#### Data rows ####

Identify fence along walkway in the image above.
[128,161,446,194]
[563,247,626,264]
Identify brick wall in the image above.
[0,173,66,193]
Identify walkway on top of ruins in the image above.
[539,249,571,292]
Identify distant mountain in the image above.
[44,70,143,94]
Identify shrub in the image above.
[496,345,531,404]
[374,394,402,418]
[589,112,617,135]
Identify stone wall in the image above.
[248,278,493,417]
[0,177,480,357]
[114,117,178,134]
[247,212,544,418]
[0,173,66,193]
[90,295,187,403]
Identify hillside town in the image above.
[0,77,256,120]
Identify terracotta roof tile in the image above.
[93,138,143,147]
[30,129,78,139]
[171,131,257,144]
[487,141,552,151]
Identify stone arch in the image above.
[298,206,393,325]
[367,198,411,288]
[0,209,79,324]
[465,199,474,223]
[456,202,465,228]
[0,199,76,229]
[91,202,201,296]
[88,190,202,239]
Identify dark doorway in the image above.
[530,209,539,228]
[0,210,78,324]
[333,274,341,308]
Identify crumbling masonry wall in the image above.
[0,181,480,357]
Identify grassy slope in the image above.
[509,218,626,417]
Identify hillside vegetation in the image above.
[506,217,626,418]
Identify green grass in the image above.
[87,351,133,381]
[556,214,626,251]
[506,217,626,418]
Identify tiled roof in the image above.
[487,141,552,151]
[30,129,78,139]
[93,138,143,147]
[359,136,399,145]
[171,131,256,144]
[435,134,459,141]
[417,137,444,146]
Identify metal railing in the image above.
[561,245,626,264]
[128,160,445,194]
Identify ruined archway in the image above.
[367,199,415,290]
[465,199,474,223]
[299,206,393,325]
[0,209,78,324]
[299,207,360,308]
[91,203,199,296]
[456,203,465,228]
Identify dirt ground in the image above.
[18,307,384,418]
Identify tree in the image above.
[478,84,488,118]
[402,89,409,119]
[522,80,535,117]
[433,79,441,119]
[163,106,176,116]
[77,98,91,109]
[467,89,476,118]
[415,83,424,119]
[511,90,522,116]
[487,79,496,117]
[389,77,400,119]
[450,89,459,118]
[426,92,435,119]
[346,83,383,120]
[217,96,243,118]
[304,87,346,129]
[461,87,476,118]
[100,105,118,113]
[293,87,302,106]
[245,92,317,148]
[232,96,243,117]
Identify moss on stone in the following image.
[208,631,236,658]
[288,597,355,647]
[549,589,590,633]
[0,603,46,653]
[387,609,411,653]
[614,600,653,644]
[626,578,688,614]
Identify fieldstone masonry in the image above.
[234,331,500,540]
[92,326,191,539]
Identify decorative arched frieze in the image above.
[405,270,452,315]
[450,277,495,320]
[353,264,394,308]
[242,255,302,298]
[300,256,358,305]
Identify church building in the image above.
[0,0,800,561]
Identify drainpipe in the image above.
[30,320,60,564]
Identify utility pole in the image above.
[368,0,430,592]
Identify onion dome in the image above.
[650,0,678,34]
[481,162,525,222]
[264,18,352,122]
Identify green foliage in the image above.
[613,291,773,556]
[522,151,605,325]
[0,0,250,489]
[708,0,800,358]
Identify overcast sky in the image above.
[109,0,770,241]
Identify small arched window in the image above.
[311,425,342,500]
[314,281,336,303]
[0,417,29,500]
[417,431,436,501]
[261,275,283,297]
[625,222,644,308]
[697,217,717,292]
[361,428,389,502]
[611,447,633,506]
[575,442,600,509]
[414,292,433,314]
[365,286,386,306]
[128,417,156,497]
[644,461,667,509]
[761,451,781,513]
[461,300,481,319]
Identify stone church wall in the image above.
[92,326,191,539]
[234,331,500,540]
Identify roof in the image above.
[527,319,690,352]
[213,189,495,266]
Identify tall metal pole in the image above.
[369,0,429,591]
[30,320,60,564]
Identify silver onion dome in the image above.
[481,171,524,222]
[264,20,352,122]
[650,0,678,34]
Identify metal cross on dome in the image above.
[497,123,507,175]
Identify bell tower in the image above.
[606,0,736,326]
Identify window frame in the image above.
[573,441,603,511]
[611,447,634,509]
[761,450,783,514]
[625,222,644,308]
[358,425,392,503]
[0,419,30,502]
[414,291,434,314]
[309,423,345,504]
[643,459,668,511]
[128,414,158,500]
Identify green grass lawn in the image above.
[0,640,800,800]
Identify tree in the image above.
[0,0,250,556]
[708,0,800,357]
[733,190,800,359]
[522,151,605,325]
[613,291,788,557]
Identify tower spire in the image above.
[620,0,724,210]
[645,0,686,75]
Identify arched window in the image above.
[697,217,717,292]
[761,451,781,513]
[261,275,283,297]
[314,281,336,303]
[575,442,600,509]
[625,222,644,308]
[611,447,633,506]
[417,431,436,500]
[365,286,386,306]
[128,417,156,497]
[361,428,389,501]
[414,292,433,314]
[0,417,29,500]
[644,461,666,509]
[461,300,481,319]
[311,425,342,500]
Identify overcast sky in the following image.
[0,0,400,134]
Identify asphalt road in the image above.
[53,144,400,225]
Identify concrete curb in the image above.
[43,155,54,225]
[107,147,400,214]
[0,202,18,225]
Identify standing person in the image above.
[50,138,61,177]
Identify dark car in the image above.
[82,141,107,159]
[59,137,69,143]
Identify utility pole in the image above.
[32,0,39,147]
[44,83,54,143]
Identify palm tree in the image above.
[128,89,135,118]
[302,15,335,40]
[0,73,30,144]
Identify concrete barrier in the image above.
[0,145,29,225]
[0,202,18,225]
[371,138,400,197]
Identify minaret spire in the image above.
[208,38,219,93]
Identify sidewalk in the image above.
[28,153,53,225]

####

### Problem statement:
Reproduce every one of the records above, line for line, with no changes.

### Solution for this task:
Identify fence along walkway in the image above.
[128,161,446,194]
[563,247,626,264]
Identify brick wall in the image above.
[0,173,66,193]
Identify walkway on top of ruins in the image above.
[539,249,571,292]
Identify distant mountain in the image above.
[44,70,143,94]
Identify shrub in the image above.
[496,345,531,404]
[374,394,402,418]
[589,112,617,135]
Identify stone wall in the image above.
[248,278,493,417]
[0,177,480,357]
[114,117,178,134]
[247,212,544,418]
[0,173,66,193]
[90,295,187,403]
Identify hillside town in the image above.
[0,77,256,120]
Identify terracotta roof tile in the image above.
[93,138,143,147]
[30,129,78,139]
[171,131,257,144]
[487,141,552,151]
Identify stone arch in the image above.
[298,206,393,325]
[367,198,411,288]
[0,209,79,324]
[465,199,474,223]
[456,202,465,228]
[0,199,76,229]
[91,202,201,296]
[88,190,202,239]
Identify dark doorway in the image above.
[530,209,539,228]
[0,210,78,324]
[333,274,341,308]
Identify crumbling masonry wall in the image above.
[0,181,480,357]
Identify grassy slope in the image above.
[509,218,626,417]
Identify hillside vegetation in the image above.
[506,217,626,418]
Identify green grass in the image above.
[87,351,133,381]
[556,214,626,251]
[506,217,626,418]
Identify tiled roof in the image above.
[487,141,552,151]
[30,129,78,139]
[93,138,143,147]
[359,136,399,145]
[171,131,256,144]
[435,134,459,141]
[417,137,444,146]
Identify metal railing in the image above.
[561,245,626,264]
[128,160,445,194]
Identify ruined archway in the image above.
[367,199,415,290]
[465,199,474,223]
[299,206,393,325]
[0,209,78,324]
[299,207,360,308]
[91,203,199,296]
[456,203,465,228]
Identify dirt ground in the image above.
[18,307,384,418]
Identify tree in the image above.
[478,84,488,118]
[402,89,409,119]
[522,80,535,117]
[433,79,441,119]
[163,106,176,116]
[77,98,91,109]
[467,89,476,118]
[415,83,424,119]
[511,90,522,116]
[487,79,496,117]
[389,77,400,119]
[450,89,459,118]
[426,92,435,119]
[346,83,383,120]
[217,96,243,118]
[304,87,346,129]
[461,87,476,118]
[100,105,118,113]
[293,87,302,106]
[245,92,317,148]
[232,96,243,117]
Identify moss on stone in the following image.
[208,631,236,658]
[288,597,355,647]
[549,589,590,633]
[0,603,46,653]
[387,609,411,653]
[614,600,653,644]
[626,578,688,614]
Identify fieldstone masonry in the image above.
[234,331,500,540]
[92,326,191,539]
Identify decorative arched frieze in the image above.
[405,270,452,315]
[450,277,495,320]
[353,264,394,308]
[242,255,302,298]
[300,256,358,305]
Identify church building in the image above.
[0,0,800,561]
Identify drainpipe in the image above.
[30,320,60,564]
Identify utility pole in the image above.
[368,0,430,592]
Identify onion dome in the image above.
[650,0,678,34]
[481,162,525,222]
[264,18,352,122]
Identify green foliage in the image above.
[613,291,773,556]
[522,151,605,325]
[0,0,250,489]
[708,0,800,358]
Identify overcast sky in the image above.
[109,0,770,241]
Identify small arched window in the image above.
[311,425,342,500]
[314,281,336,303]
[0,417,29,500]
[417,431,436,501]
[261,275,283,297]
[625,222,644,308]
[697,217,717,292]
[361,428,389,502]
[611,447,633,506]
[575,442,600,509]
[414,292,433,314]
[365,286,386,306]
[128,417,156,497]
[644,461,667,509]
[761,451,781,513]
[461,300,481,319]
Identify stone church wall in the image above.
[92,326,191,539]
[234,331,500,540]
Identify roof in the image above.
[527,319,690,352]
[213,189,495,266]
Identify tall metal pole in the image above.
[369,0,429,591]
[30,320,60,564]
Identify silver onion dome in the image above.
[481,171,524,222]
[264,20,352,122]
[650,0,678,34]
Identify metal cross on dome in the image above.
[497,123,507,175]
Identify bell tower in the image above.
[606,0,736,326]
Identify window frame in the image above.
[573,441,603,511]
[611,447,634,509]
[761,450,783,514]
[625,222,644,308]
[358,425,392,503]
[0,419,30,502]
[414,291,434,314]
[309,423,345,504]
[643,459,668,511]
[128,414,158,500]
Identify green grass lawn in the image above.
[0,640,800,800]
Identify tree in the image above.
[0,0,250,556]
[708,0,800,357]
[733,190,800,359]
[522,151,605,325]
[613,291,788,557]
Identify tower spire in the image above.
[620,0,724,210]
[645,0,686,75]
Identify arched window in the image above.
[697,217,717,292]
[761,451,781,513]
[261,275,283,297]
[314,281,336,303]
[575,442,600,509]
[625,222,644,308]
[611,447,633,506]
[417,431,436,500]
[365,286,386,306]
[128,417,156,497]
[361,428,389,501]
[414,292,433,314]
[0,417,29,500]
[644,461,666,509]
[461,300,481,319]
[311,425,342,500]
Identify overcast sky in the following image.
[0,0,400,134]
Identify asphalt road in the image above.
[53,144,400,225]
Identify concrete curb in the image above.
[43,155,54,225]
[107,147,400,214]
[0,202,18,225]
Identify standing person in the image above.
[50,138,61,177]
Identify dark car in the image above.
[82,141,107,159]
[59,137,69,143]
Identify utility pole in the image above.
[32,0,39,147]
[44,83,54,143]
Identify palm tree in the image above.
[128,89,135,118]
[302,15,335,40]
[0,73,30,144]
Identify concrete barrier in the image above.
[0,145,29,225]
[0,202,18,225]
[371,138,400,197]
Identify minaret spire in the image above.
[208,38,219,93]
Identify sidewalk in the image above.
[28,153,53,225]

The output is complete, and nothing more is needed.